EXERCISE
Rewrite the records below with every "boy's" changed to "child's" and nothing else altered. Leave the pictures out.

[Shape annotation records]
——

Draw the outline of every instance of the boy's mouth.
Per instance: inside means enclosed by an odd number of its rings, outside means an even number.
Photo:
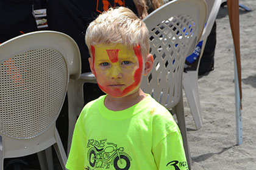
[[[124,86],[124,84],[120,84],[108,85],[109,87],[112,87],[112,88],[115,88],[115,87],[119,88],[119,87],[121,87]]]

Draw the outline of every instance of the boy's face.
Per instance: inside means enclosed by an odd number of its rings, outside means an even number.
[[[122,97],[139,89],[143,69],[139,46],[131,48],[121,44],[97,44],[91,47],[91,70],[102,91]]]

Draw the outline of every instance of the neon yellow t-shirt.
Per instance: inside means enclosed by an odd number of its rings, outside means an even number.
[[[169,112],[149,95],[121,111],[106,95],[88,103],[76,124],[68,169],[188,169],[182,137]]]

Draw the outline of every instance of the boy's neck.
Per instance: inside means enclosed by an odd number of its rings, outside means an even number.
[[[134,93],[124,97],[113,97],[107,95],[104,101],[105,106],[110,110],[119,111],[126,109],[143,100],[147,95],[139,88]]]

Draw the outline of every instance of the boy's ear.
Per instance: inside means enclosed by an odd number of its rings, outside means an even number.
[[[91,57],[89,57],[89,58],[88,59],[88,60],[89,61],[90,69],[91,69],[91,72],[95,76],[94,69],[93,69],[93,59],[91,59]]]
[[[152,54],[149,54],[146,58],[145,67],[144,68],[144,75],[146,76],[151,70],[153,67],[154,58]]]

——

CORRECT RESPONSE
Draw the outline of every instance of the child's mouth.
Per instance: inside means enclosed by an odd number of its rings, outside means an even number.
Photo:
[[[124,86],[124,84],[120,84],[108,85],[109,87],[112,87],[112,88],[115,88],[115,87],[119,88],[119,87],[121,87]]]

Draw the outline of every instance of the child's face.
Per instance: inside means enclosed by an odd number of its rings, outside means an even number.
[[[122,97],[139,89],[143,69],[139,46],[131,48],[121,44],[97,44],[91,47],[91,70],[102,91]]]

Draw the outline of every instance of the neon yellow t-shirt.
Per instance: inside means enclosed by an odd number of its rings, outside means an even number.
[[[169,112],[149,95],[121,111],[106,95],[88,103],[76,124],[68,169],[188,169],[182,137]]]

Draw the outline of every instance of the child's neck.
Per instance: inside means enclosed by an odd number of its rings, outside means an even number.
[[[134,93],[124,97],[113,97],[107,95],[104,101],[105,106],[110,110],[119,111],[126,109],[143,100],[147,95],[139,88]]]

Draw the outline of every instance of the child's ear.
Per instance: inside means enclosed by an odd number of its rings, outside means an even number.
[[[91,57],[89,57],[89,58],[88,59],[88,60],[89,61],[90,69],[91,69],[91,72],[95,76],[94,69],[93,69],[93,59],[91,59]]]
[[[152,54],[149,54],[146,58],[145,67],[144,68],[144,75],[146,76],[151,70],[153,67],[154,58]]]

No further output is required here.